Photo-based point labeling data:
● ● ● ●
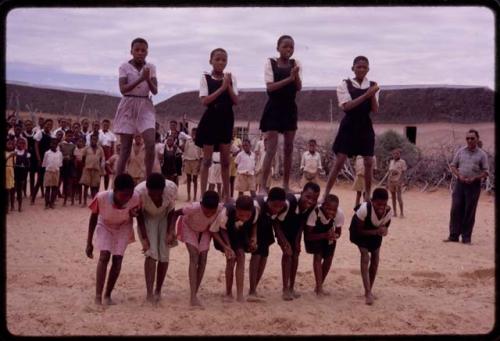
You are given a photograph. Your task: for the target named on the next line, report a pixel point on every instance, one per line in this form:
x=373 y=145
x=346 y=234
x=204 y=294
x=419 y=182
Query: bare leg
x=149 y=274
x=126 y=147
x=368 y=161
x=271 y=143
x=332 y=177
x=149 y=144
x=289 y=137
x=102 y=266
x=205 y=165
x=114 y=272
x=225 y=162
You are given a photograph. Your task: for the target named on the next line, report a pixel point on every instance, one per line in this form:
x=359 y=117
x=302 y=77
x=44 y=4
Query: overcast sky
x=82 y=48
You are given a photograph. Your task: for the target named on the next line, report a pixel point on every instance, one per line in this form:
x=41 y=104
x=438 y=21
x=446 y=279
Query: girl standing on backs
x=218 y=92
x=283 y=79
x=136 y=113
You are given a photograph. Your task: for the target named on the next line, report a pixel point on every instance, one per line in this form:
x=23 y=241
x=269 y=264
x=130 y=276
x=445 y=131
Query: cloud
x=406 y=45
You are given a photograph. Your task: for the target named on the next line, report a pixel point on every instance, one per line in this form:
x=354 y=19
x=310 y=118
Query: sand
x=424 y=286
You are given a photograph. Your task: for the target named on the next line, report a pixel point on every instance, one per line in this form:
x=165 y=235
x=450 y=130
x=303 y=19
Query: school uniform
x=239 y=232
x=321 y=224
x=280 y=111
x=52 y=162
x=216 y=124
x=355 y=135
x=135 y=113
x=245 y=177
x=368 y=218
x=395 y=181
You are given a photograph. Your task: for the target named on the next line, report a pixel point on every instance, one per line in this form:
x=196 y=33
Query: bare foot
x=108 y=301
x=369 y=299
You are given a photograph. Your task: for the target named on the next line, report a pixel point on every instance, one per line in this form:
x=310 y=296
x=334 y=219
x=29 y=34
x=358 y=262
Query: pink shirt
x=197 y=221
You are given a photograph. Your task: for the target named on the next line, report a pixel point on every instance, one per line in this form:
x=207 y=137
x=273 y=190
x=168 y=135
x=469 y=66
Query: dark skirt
x=215 y=127
x=279 y=116
x=355 y=137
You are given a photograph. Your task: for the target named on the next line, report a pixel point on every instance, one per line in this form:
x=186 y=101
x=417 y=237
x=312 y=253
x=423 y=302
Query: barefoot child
x=357 y=97
x=283 y=77
x=158 y=201
x=111 y=219
x=195 y=228
x=245 y=177
x=218 y=92
x=367 y=228
x=397 y=167
x=136 y=113
x=191 y=156
x=21 y=169
x=52 y=162
x=92 y=158
x=240 y=233
x=323 y=228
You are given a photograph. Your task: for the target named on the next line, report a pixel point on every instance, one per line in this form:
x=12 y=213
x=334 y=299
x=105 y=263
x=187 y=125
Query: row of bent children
x=246 y=226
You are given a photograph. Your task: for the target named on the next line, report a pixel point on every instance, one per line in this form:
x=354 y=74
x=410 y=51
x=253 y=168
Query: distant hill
x=405 y=104
x=398 y=103
x=61 y=101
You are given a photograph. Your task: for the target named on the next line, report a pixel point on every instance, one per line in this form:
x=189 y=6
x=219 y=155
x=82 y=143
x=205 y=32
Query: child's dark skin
x=370 y=260
x=120 y=198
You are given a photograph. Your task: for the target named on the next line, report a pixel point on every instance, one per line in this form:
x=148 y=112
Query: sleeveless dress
x=216 y=124
x=355 y=135
x=280 y=112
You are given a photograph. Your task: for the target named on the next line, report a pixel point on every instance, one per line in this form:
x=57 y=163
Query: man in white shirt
x=310 y=165
x=245 y=173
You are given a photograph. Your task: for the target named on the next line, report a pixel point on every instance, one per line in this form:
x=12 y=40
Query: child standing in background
x=397 y=167
x=283 y=77
x=92 y=158
x=52 y=162
x=357 y=97
x=218 y=92
x=368 y=227
x=191 y=155
x=310 y=164
x=21 y=169
x=323 y=228
x=111 y=219
x=136 y=113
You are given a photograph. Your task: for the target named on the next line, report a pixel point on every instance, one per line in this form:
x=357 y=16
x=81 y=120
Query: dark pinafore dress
x=280 y=112
x=239 y=237
x=321 y=246
x=371 y=243
x=216 y=124
x=355 y=135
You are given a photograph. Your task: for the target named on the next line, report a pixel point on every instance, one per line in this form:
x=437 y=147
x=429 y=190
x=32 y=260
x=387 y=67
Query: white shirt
x=204 y=85
x=168 y=203
x=362 y=212
x=245 y=162
x=268 y=70
x=338 y=221
x=52 y=161
x=129 y=71
x=311 y=162
x=343 y=94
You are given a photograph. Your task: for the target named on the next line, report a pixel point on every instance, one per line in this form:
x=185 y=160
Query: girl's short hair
x=359 y=58
x=276 y=194
x=155 y=181
x=138 y=40
x=283 y=37
x=219 y=49
x=123 y=182
x=244 y=203
x=210 y=200
x=380 y=194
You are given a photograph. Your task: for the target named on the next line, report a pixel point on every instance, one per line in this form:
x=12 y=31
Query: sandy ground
x=424 y=286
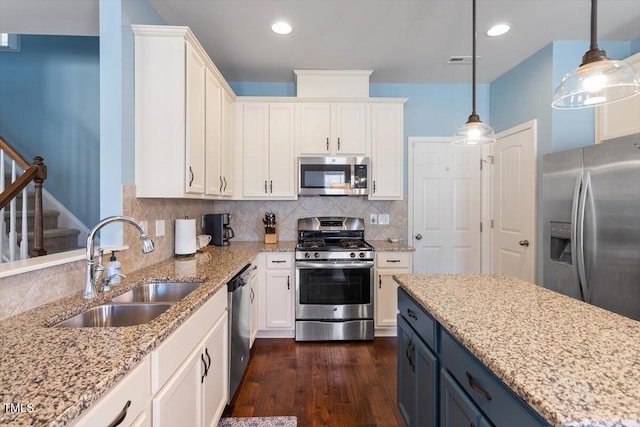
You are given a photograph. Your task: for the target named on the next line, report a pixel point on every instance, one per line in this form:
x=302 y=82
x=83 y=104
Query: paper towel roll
x=185 y=237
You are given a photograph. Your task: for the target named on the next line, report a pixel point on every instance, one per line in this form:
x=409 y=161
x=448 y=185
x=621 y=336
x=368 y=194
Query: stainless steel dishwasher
x=239 y=304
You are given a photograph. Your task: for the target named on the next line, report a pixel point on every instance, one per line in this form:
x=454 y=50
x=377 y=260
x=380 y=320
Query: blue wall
x=635 y=46
x=432 y=109
x=50 y=106
x=117 y=102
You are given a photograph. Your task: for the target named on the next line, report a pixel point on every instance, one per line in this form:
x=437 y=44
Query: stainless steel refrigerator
x=591 y=220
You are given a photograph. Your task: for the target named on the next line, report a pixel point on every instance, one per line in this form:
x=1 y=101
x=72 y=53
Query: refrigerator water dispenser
x=560 y=245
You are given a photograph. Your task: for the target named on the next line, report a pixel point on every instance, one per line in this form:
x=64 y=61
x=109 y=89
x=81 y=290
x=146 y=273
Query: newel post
x=38 y=226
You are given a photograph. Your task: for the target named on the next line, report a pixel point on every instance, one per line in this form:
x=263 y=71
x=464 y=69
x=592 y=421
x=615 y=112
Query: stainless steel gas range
x=334 y=280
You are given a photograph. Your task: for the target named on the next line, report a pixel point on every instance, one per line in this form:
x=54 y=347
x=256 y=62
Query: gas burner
x=351 y=243
x=313 y=243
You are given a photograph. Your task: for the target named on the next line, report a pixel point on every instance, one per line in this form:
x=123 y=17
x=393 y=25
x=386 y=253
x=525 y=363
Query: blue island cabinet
x=440 y=383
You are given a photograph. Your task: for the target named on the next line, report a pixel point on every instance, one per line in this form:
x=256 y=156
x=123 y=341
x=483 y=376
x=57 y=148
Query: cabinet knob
x=121 y=416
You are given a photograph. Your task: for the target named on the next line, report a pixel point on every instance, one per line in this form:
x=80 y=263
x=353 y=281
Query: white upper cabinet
x=268 y=146
x=180 y=129
x=334 y=129
x=622 y=117
x=387 y=154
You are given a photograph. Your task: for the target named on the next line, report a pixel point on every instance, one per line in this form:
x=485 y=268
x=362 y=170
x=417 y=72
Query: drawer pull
x=205 y=368
x=121 y=416
x=476 y=387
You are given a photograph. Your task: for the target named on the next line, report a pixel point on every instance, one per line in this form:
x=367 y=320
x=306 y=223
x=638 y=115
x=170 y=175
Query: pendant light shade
x=474 y=132
x=598 y=80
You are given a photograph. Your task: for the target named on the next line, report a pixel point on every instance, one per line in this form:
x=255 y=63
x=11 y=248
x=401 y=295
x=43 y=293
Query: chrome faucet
x=95 y=271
● ● ● ●
Written task: Leave out the pictures and copy everything else in the records word for word.

Complete answer:
You are given a photograph. Your task: for the target named on the next line, report a pixel point on every instance, one per line in this form:
x=373 y=145
x=346 y=234
x=204 y=294
x=419 y=182
Query: bare leg
x=149 y=274
x=126 y=147
x=368 y=161
x=271 y=143
x=332 y=177
x=149 y=144
x=289 y=137
x=102 y=266
x=205 y=165
x=114 y=272
x=225 y=162
You are given a photograph. Your task: for the target named on the next line, report a pixel point on every instance, one per line in this form:
x=359 y=117
x=302 y=77
x=44 y=4
Query: overcast sky
x=82 y=48
You are given a photograph. Your task: for the target named on the next line, report a pixel point on every instance, one per line in this form:
x=41 y=104
x=438 y=21
x=446 y=279
Query: girl standing on backs
x=218 y=92
x=283 y=79
x=136 y=113
You are given a photograph. Your task: for the target named on the next line, report a pixel point on every instance, one per line in this form:
x=23 y=241
x=269 y=264
x=130 y=276
x=445 y=131
Query: cloud
x=406 y=45
You are given a photograph. Your task: for the target named on the next line, report a pixel point on every instance, one per line in this form:
x=354 y=19
x=310 y=118
Query: sand
x=424 y=286
You are given a photograph. Your task: for the target named on the next line, report a pixel point on every instance, one per line in this form:
x=165 y=235
x=450 y=130
x=303 y=19
Query: school uniform
x=239 y=232
x=321 y=224
x=280 y=111
x=52 y=162
x=216 y=124
x=355 y=135
x=135 y=113
x=245 y=177
x=368 y=218
x=395 y=181
You are given a photograph. Your task: for the target named on the next line, report a pixel point on every instance, one per line in this form:
x=196 y=33
Query: bare foot
x=108 y=301
x=369 y=299
You are given a photograph. Your task: for the target named on the next line, report a pixel point on every instance, one per line in this form:
x=310 y=296
x=334 y=219
x=29 y=34
x=358 y=262
Query: pink shirt
x=197 y=221
You are given a photograph. Your task: for the target named on the next line, report a pixel point on every instance, one per line in this form:
x=207 y=137
x=273 y=190
x=168 y=135
x=469 y=66
Query: dark skirt
x=215 y=127
x=279 y=116
x=355 y=137
You are given a photograph. Your task: for the target named on the next line, report a pixel point on every instance, one per line in this form:
x=186 y=101
x=417 y=237
x=312 y=253
x=423 y=302
Query: barefoot child
x=357 y=97
x=283 y=77
x=158 y=201
x=111 y=219
x=195 y=228
x=245 y=177
x=218 y=92
x=367 y=228
x=397 y=167
x=136 y=113
x=191 y=156
x=21 y=169
x=52 y=162
x=92 y=158
x=240 y=233
x=323 y=228
You are given a photograph. Your task: for the target named on the next line, report a pixel point on every instance, one per line in this form:
x=12 y=213
x=334 y=299
x=105 y=263
x=187 y=125
Query: row of bent children
x=246 y=226
You are given a photograph. Your task: for the target named on the next line, report a pixel point on every instance, one per line in this form:
x=354 y=74
x=410 y=51
x=253 y=168
Query: distant hill
x=405 y=104
x=398 y=103
x=61 y=101
You are given a photograph. Your task: for the target named on the next line, report a pixel point on every instance, one per line in this form:
x=189 y=6
x=219 y=155
x=82 y=143
x=205 y=32
Query: child's dark skin
x=370 y=260
x=120 y=198
You are given a photograph. Your task: for the target named on the next line, report a pixel point on every instance, one per line in this form:
x=148 y=112
Query: sleeveless dress
x=216 y=124
x=355 y=135
x=280 y=112
You are given a photograph. Your task: for the target named on the next line, report a pixel point on every instance, one per line in this form:
x=57 y=163
Query: man in white shirt
x=310 y=165
x=245 y=173
You are given a photograph. Your task: for the target named on the next line, report a pixel point on every instance, one per line in this form:
x=12 y=40
Query: child standing in background
x=397 y=167
x=283 y=77
x=92 y=158
x=52 y=162
x=357 y=97
x=218 y=92
x=368 y=227
x=191 y=155
x=310 y=164
x=21 y=169
x=323 y=228
x=111 y=219
x=136 y=113
You are given a photograph. Your task: for the target named on the next line, report a pixel point on every instance, one per line in this form:
x=357 y=16
x=81 y=120
Query: dark pinafore dress
x=280 y=112
x=239 y=237
x=321 y=246
x=371 y=243
x=216 y=124
x=355 y=135
You are given a photograph. Your task: for the target named on the next line, report a pixel point on every instance, one per line in this form:
x=437 y=147
x=429 y=190
x=32 y=260
x=387 y=67
Query: white shirt
x=204 y=85
x=168 y=203
x=362 y=212
x=245 y=162
x=268 y=70
x=338 y=221
x=52 y=161
x=129 y=71
x=311 y=162
x=343 y=94
You are given a photograph. Your task: for the target named on the next line, report a pixel point on every instance, one per line in this form:
x=185 y=160
Query: girl's short hair
x=359 y=58
x=276 y=194
x=155 y=181
x=138 y=40
x=283 y=37
x=219 y=49
x=123 y=182
x=244 y=203
x=210 y=200
x=380 y=194
You are given a photograph. Your task: for the target named on the next line, report a pixel point on every instance, one per line in this form:
x=12 y=31
Query: sandy ground
x=424 y=286
You are given a photograph. Your task: for the target named on the next line, report a pixel point on every instance, one per line in this form:
x=302 y=82
x=83 y=104
Query: paper towel roll
x=185 y=237
You are given a photograph. Your task: for the target named on the next line, report a pixel point on every instance, one per line in this form:
x=409 y=161
x=448 y=185
x=621 y=336
x=368 y=194
Query: stainless steel dishwasher
x=239 y=304
You are given a photograph. Your task: for the target named on the next line, report a pixel point on every instance, one per line in this form:
x=454 y=50
x=377 y=260
x=380 y=320
Query: blue wall
x=635 y=46
x=432 y=109
x=50 y=106
x=117 y=102
You are given a photograph. Your task: for the target named on the next line, report a pixel point on every instance, one per line in this form:
x=437 y=44
Query: stainless steel refrigerator
x=591 y=220
You are given a photograph. Your task: for the target named on the next line, report a pixel point on every instance, one per line in this form:
x=1 y=101
x=72 y=53
Query: refrigerator water dispenser
x=560 y=245
You are given a photograph. Your task: for the target named on the next line, report a pixel point on every instance, one per line in this form:
x=64 y=61
x=109 y=89
x=81 y=290
x=146 y=273
Query: newel post
x=38 y=226
You are given a photograph. Your task: for the target named on the next line, report a pixel point on every instance, one per line in this form:
x=263 y=71
x=464 y=69
x=592 y=421
x=615 y=112
Query: stainless steel gas range
x=334 y=280
You are given a photograph. Your task: for the target named on the next line, report a pixel point on every instance, one per line in this form:
x=54 y=347
x=256 y=62
Query: gas burner
x=351 y=243
x=313 y=243
You are given a photograph. Your task: for the target named on the next line, report a pixel point on every instance, one per line in this form:
x=123 y=17
x=393 y=25
x=386 y=253
x=525 y=363
Query: blue island cabinet
x=440 y=383
You are given a photograph. Your task: for the target named on the next line, report a pixel point on every instance, one per line in this form:
x=256 y=156
x=123 y=341
x=483 y=376
x=57 y=148
Query: cabinet knob
x=121 y=416
You are given a photograph. Your task: for the target named on the next line, report a pixel point on every instance, one per line in this form:
x=80 y=263
x=353 y=281
Query: white upper cabinet
x=268 y=146
x=180 y=129
x=334 y=129
x=622 y=117
x=387 y=154
You are given a photograph. Your task: for the target named on the next line, report a pixel point on every instance, one per line in this form:
x=485 y=268
x=362 y=170
x=417 y=72
Query: drawer pull
x=205 y=368
x=121 y=416
x=476 y=387
You are given a photograph. Your task: for the target named on the next line, report a pixel point on every instance, one per line in this form:
x=367 y=320
x=306 y=223
x=638 y=115
x=170 y=175
Query: pendant light shade
x=474 y=132
x=598 y=80
You are given a photograph. Your task: for the target named on the next line, report a pixel point on every instance, one per line in this form:
x=255 y=63
x=11 y=248
x=401 y=295
x=43 y=293
Query: chrome faucet
x=95 y=271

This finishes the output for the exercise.